• **Task details**: Please edit the records below so that every "photograph" becomes "image", with everything else unchanged. Leave the pictures out of your answer.

Source records:
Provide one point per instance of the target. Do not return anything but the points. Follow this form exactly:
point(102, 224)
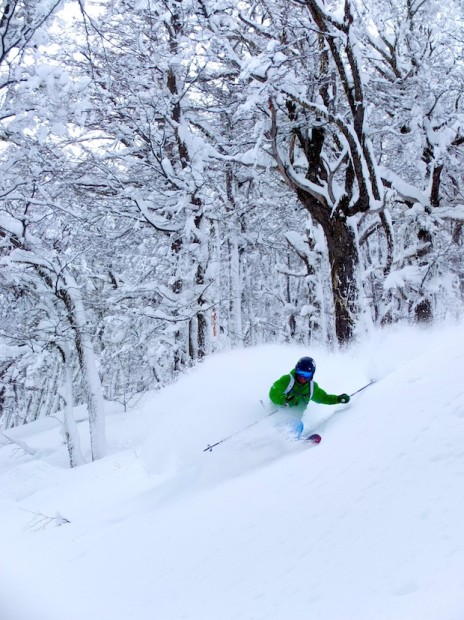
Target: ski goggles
point(306, 374)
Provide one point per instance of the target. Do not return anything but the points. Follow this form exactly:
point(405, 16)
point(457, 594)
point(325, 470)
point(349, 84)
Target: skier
point(297, 388)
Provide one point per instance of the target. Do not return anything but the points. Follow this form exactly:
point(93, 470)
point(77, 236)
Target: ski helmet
point(305, 367)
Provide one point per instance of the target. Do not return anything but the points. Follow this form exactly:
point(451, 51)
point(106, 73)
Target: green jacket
point(299, 394)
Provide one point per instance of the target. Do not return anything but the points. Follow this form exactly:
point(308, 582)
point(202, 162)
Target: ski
point(313, 439)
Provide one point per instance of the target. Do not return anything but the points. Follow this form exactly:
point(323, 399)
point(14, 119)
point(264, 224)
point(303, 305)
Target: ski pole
point(209, 447)
point(363, 388)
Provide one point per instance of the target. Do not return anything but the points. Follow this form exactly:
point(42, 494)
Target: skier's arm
point(320, 396)
point(277, 393)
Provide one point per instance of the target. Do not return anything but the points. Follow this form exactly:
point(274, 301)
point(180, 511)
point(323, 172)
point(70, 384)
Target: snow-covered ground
point(369, 525)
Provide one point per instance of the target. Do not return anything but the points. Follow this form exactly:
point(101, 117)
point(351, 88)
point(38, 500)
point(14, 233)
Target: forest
point(182, 177)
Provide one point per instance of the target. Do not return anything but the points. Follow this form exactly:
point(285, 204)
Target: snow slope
point(367, 525)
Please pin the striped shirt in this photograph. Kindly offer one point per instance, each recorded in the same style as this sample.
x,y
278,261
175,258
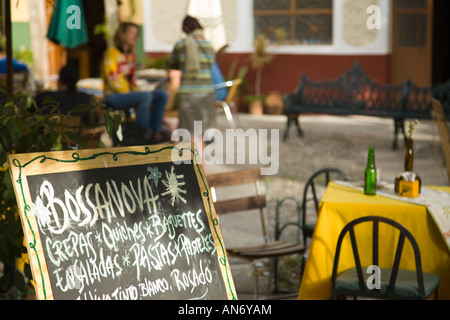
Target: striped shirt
x,y
202,82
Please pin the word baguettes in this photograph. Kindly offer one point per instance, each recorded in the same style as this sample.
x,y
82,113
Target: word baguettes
x,y
132,232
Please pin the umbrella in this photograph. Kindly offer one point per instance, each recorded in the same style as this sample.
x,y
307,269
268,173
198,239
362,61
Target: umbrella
x,y
68,25
209,14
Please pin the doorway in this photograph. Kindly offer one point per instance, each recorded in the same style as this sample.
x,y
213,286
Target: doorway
x,y
89,56
412,42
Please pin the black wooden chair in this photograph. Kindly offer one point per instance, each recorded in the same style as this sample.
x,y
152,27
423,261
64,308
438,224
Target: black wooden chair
x,y
310,193
393,283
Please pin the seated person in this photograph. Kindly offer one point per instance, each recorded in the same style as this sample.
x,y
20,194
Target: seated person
x,y
67,94
121,91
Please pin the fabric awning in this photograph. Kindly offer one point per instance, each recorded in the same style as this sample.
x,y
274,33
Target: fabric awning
x,y
68,25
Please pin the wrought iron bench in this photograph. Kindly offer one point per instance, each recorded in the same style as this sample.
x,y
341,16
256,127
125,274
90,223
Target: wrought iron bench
x,y
354,93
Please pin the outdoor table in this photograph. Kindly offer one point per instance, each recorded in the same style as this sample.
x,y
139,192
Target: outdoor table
x,y
427,217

• **Written reply**:
Provide one point per instance of the target. Do not return anything but the points. Follow this form exactly:
point(102, 224)
Target: ski goggles
point(306, 374)
Provide one point per instance of the target. Do not return anything but the points. Follow this form exactly:
point(405, 16)
point(457, 594)
point(325, 470)
point(349, 84)
Target: skier
point(297, 388)
Provide one point per instance of the target. Do not return anything but the points. Follow this form exactly:
point(93, 470)
point(77, 236)
Target: ski helmet
point(305, 367)
Provide one point per instance of the target. Do not return anything but the points. Follow this form exactly:
point(451, 51)
point(106, 73)
Target: green jacket
point(299, 394)
Provide one point per instance of the target. Do not return anything but the points. Follow this form exactly:
point(308, 582)
point(202, 162)
Target: ski
point(313, 439)
Provide one point per instance of the target. Do not return anything but the points. Follow this form exactly:
point(323, 399)
point(14, 119)
point(264, 224)
point(303, 305)
Target: ski pole
point(209, 447)
point(363, 388)
Provide one point per instance of the target. Do not return anything but the points. Follow this form exactly:
point(42, 494)
Target: skier's arm
point(320, 396)
point(277, 393)
Provide one point per instance of the target. Do not return anything but the points. Follow this form exactly:
point(274, 301)
point(180, 511)
point(323, 172)
point(70, 384)
Target: snow-covered ground
point(369, 525)
Provide one point per instance of the target. Do not return anything but the points. Follow this form exactly:
point(101, 117)
point(351, 88)
point(38, 500)
point(14, 233)
Target: forest
point(182, 177)
Provide one point per instance of the target. Do not return anything but the points. Follow this form exactly:
point(285, 204)
Target: snow slope
point(367, 525)
Please pin the striped shirt in this image. Kindly offer one point per instance, each recorded in the same style as this sample.
x,y
278,261
175,258
Target: striped shirt
x,y
202,82
Please pin the word baguettes in this image. Kindly offer one point per instance, each recorded in the same style as this sample.
x,y
82,113
Target: word baguettes
x,y
132,232
Please pin the umbrella in this image. Kindly offer one point per instance, each recorded in the same style as this sample.
x,y
307,269
268,173
198,239
362,61
Target: umbrella
x,y
68,25
209,14
Please pin the doorway in this image. Kindly offer one point per instance, each recorded in the same style as this sample.
x,y
213,286
Target: doorway
x,y
89,56
412,42
Please pin the black wooden chair in this image. Kindly offer one point per instance, each recorded in the same style as this sample.
x,y
152,27
423,261
64,308
438,224
Target: black wooden chair
x,y
310,193
393,283
Please pin the seated person in this image. Kindly offer one point per instance, each recorded in the same style as this sample.
x,y
20,194
Target: seated person
x,y
67,94
121,91
Please pin the fabric awning in this image. Kindly offer one point per instance, each recorded in the same style as this sample.
x,y
274,33
Target: fabric awning
x,y
68,25
Please pin the wrought iron bench in this image. Kindly offer one point per instance, each recorded in the same style as this sample.
x,y
341,16
256,127
125,274
90,223
Target: wrought iron bench
x,y
354,93
Please pin the outdoor table in this image. Kindly offer one point per instance, each recorded in the same style as this sample.
x,y
139,192
Target: outdoor table
x,y
427,217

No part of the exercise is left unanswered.